TRAVAIL DEMANDÉ >> Dans l'entretien ci-dessous, recopiez le passage en commençant à « Le 09 août 2022 » et en terminant à « passions, ses loisirs. », tout en remplaçant « jeunes » par « aînés ».

------ BLOC DE TEXTE

Le 09 août 2022 – Un honneur et une joie de rencontrer Alain Thirion, Directeur général de la Sécurité Civile et de la Gestion des Crises. L’entretien a mené aux missions du préfet, à son regard porté vers l’été 2022 chargé en actualités pour la Sécurité Civile, à des messages adressés à la population avec un focus sur les jeunes. Nous avons échangé, avec recul, sur les moteurs qui l’ont fait avancer professionnellement puis évoqué ses passions, ses loisirs.
Bonjour Alain,
Quelles sont vos missions depuis votre prise de fonction ?
Je suis arrivé en août 2019, et il y avait dans ce cadre plusieurs démarches importantes en cours.
D’abord bien inscrire la Sécurité civile et faire en sorte que cette Sécurité civile soit dans une dynamique totalement adaptée à l’évolution des risques.
Cela s’est traduit notamment par un travail important qui a abouti à une loi de sécurité civile, dite loi Matras, qui couvre tous les champs, avec plus de 60 articles.
Cela a été évidemment l’enjeu international, notamment européen de faire en sorte que cette dimension soit pleinement prise en compte et même que la France soit une locomotive dans ce domaine.

------------
------ DONNÉES BRUTES

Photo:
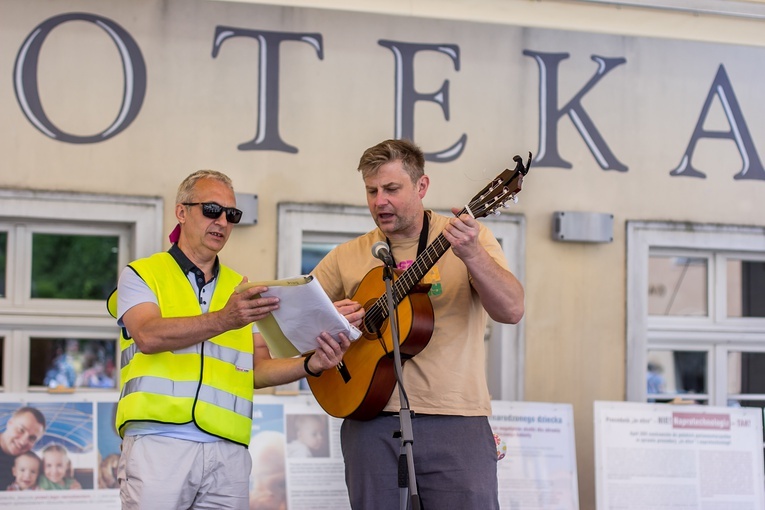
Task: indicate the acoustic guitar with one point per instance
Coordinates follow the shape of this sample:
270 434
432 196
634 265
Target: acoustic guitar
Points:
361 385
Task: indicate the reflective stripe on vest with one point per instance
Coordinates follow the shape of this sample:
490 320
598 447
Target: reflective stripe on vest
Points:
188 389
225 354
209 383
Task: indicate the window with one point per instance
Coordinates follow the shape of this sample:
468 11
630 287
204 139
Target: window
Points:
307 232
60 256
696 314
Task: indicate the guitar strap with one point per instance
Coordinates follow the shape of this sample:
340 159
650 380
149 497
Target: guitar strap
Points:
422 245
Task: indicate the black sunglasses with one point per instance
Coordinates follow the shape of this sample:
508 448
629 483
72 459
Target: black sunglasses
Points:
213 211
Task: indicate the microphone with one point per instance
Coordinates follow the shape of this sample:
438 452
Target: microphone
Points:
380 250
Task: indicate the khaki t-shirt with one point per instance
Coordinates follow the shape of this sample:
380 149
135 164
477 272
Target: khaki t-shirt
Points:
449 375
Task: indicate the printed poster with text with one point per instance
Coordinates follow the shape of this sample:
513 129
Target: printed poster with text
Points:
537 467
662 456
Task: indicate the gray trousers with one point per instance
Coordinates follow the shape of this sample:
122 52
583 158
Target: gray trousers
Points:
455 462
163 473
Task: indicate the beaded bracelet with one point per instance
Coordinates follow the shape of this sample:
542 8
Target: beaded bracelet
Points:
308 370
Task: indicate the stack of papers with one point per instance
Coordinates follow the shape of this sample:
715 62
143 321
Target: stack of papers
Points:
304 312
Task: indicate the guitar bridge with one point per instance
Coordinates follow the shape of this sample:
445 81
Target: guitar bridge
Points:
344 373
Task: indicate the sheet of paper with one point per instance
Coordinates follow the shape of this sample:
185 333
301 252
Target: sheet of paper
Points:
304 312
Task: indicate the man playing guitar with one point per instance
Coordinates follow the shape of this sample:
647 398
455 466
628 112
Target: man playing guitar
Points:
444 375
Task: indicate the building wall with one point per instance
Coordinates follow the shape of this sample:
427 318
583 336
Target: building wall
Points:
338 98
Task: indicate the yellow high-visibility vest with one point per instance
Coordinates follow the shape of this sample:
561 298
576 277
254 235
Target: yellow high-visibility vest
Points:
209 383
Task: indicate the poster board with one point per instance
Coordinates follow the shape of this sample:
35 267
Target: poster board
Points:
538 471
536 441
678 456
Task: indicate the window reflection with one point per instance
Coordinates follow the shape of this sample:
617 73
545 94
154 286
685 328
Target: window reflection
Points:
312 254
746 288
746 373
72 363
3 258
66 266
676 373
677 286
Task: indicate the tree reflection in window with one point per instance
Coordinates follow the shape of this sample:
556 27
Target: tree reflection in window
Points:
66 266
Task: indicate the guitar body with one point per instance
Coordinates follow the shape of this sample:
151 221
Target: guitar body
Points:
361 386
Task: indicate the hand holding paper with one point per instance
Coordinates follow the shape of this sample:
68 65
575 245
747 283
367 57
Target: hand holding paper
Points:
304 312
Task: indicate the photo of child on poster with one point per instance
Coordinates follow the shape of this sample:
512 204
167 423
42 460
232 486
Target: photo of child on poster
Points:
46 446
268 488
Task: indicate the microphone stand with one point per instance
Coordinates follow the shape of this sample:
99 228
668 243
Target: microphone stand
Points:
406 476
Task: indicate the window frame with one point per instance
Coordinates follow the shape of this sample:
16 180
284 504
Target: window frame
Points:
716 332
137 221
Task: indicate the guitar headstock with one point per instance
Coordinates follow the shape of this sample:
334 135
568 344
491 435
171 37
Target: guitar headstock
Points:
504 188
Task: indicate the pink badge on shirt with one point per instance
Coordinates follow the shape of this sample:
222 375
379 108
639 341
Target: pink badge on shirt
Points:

------------

RÉSULTAT OBTENU >>
Le 09 août 2022 – Un honneur et une joie de rencontrer Alain Thirion, Directeur général de la Sécurité Civile et de la Gestion des Crises. L’entretien a mené aux missions du préfet, à son regard porté vers l’été 2022 chargé en actualités pour la Sécurité Civile, à des messages adressés à la population avec un focus sur les aînés. Nous avons échangé, avec recul, sur les moteurs qui l’ont fait avancer professionnellement puis évoqué ses passions, ses loisirs.